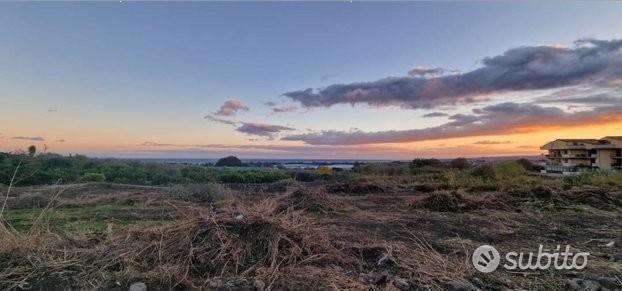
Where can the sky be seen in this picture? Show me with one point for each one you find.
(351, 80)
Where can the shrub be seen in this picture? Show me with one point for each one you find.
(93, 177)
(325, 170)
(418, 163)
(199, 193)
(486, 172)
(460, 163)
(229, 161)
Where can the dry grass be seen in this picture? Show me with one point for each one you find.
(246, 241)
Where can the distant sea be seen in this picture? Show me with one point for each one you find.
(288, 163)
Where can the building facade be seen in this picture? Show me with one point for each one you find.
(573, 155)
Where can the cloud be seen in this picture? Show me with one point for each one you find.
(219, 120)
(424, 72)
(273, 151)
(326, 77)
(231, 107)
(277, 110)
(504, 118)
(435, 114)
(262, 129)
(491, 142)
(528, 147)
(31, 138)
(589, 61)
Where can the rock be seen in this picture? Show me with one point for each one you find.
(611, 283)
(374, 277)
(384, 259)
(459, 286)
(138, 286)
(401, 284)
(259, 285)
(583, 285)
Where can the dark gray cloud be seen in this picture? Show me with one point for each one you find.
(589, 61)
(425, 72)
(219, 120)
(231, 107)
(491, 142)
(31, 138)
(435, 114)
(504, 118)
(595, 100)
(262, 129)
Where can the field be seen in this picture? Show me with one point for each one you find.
·····
*Given task:*
Rewrite the items from the line that contains "Where can the distant" through the end of the items, swapping "point" for "dot" and leaving everything else as it is.

*Written solution:*
Where can the distant sea be seen in this picture? Show me with one dot for each one you find.
(288, 163)
Where can the building facade be seen in this picture? Show me with one dot for each one you find.
(573, 155)
Where can the cloud be seen in this picture? Show me with one dot for each one you find.
(219, 120)
(424, 72)
(273, 151)
(326, 77)
(231, 107)
(277, 110)
(504, 118)
(435, 114)
(262, 129)
(491, 142)
(528, 147)
(31, 138)
(589, 61)
Where can the rock be seen in this picture? Show me with one dot for each one you find.
(611, 283)
(374, 277)
(384, 259)
(459, 286)
(138, 286)
(401, 284)
(259, 285)
(583, 285)
Where can the dark gray cloud be seen in this picture? Show me with one dot for each one you find.
(589, 61)
(425, 72)
(219, 120)
(231, 107)
(491, 142)
(31, 138)
(435, 114)
(504, 118)
(595, 100)
(262, 129)
Where can the field be seen in this picture? Show me with one dot for each one you find.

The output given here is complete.